- WHAT YOU ARE ASKED TO DO
Every line in the following data that has "below" counts toward the total; state that total alone.

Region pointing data
_ _ _ _ _ _ _
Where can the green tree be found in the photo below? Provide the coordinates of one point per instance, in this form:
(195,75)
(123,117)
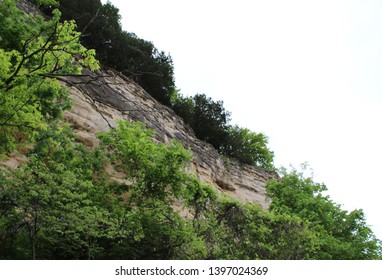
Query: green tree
(56,205)
(248,147)
(34,53)
(121,50)
(342,235)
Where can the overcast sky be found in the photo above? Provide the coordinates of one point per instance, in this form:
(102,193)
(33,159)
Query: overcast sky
(305,73)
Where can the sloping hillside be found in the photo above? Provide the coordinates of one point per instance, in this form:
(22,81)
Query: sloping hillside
(101,99)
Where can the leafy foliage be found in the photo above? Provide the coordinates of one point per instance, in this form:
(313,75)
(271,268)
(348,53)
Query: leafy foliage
(121,50)
(248,147)
(131,197)
(210,122)
(33,54)
(342,235)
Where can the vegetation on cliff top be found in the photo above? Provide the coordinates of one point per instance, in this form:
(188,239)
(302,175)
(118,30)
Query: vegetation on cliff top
(62,204)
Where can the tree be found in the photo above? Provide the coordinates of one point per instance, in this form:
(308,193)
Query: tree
(121,50)
(34,53)
(342,235)
(248,147)
(55,205)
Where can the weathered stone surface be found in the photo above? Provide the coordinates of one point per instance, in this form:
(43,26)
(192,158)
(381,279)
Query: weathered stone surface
(101,99)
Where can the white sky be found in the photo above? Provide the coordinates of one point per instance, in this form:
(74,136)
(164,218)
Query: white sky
(305,73)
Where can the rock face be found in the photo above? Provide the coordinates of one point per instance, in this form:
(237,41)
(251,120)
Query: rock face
(103,98)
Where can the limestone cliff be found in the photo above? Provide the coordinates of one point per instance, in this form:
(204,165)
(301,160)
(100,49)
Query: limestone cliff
(101,99)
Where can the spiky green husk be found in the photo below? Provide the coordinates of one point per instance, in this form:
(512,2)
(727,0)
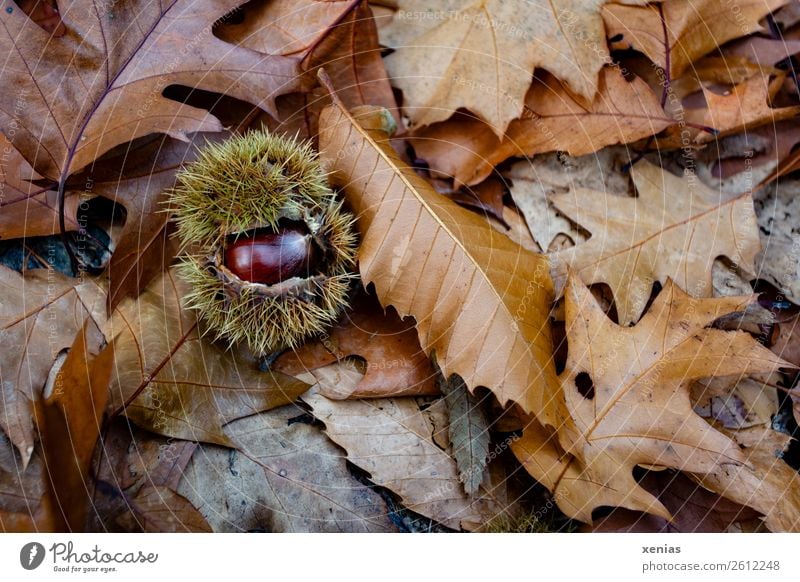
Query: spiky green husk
(250,182)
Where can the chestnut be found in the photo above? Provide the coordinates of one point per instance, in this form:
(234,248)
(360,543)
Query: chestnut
(271,257)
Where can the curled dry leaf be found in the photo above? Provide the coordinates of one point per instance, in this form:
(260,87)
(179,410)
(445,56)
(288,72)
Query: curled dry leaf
(172,381)
(764,481)
(693,28)
(31,303)
(508,39)
(392,440)
(28,210)
(779,261)
(69,420)
(481,301)
(113,65)
(287,477)
(675,228)
(394,361)
(159,509)
(468,428)
(694,510)
(622,111)
(625,401)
_ _ _ _ _ _ _
- OUTPUT OF THE TASK
2